What is being asked: In the listing below, locate the line containing "Run detection for alloy"; reproduce that line and all lines that follow it, unchanged.

Data for processing:

========

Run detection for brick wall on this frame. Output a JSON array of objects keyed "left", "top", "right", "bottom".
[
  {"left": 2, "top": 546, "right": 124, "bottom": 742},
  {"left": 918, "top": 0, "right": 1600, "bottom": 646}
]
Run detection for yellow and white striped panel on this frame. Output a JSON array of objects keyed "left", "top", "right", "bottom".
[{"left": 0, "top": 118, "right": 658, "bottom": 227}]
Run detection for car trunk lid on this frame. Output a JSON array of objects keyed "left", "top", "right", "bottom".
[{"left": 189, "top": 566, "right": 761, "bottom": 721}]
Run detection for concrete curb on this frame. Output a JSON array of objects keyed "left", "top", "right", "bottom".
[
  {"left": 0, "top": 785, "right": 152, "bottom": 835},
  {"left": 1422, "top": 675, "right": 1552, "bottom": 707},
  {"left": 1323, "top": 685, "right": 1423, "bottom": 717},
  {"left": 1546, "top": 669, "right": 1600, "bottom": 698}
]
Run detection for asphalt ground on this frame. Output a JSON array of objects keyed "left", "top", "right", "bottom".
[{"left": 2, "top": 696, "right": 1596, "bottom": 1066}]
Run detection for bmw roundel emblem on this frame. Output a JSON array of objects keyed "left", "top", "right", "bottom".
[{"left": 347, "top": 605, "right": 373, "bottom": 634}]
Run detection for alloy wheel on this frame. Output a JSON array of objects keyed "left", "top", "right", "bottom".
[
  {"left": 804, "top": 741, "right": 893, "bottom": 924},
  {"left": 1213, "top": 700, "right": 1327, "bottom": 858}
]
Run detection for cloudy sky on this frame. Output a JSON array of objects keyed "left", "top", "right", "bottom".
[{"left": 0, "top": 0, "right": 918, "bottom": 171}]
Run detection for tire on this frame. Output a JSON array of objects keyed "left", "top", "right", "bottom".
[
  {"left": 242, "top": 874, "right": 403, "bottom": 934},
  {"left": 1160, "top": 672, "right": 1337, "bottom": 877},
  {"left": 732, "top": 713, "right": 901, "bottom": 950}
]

========

Result:
Run detection for alloy wheel on this frame. Output a JSON array of objects keyed "left", "top", "right", "bottom".
[
  {"left": 804, "top": 741, "right": 893, "bottom": 924},
  {"left": 1213, "top": 700, "right": 1327, "bottom": 858}
]
Run detection for cloudy sky on this frame. Output a JSON array of objects keyed "left", "top", "right", "bottom".
[{"left": 0, "top": 0, "right": 918, "bottom": 171}]
Run detection for tire on this frame. Output a JSON array of objects keyed "left", "top", "right", "bottom".
[
  {"left": 242, "top": 874, "right": 403, "bottom": 934},
  {"left": 1160, "top": 672, "right": 1337, "bottom": 877},
  {"left": 732, "top": 713, "right": 901, "bottom": 950}
]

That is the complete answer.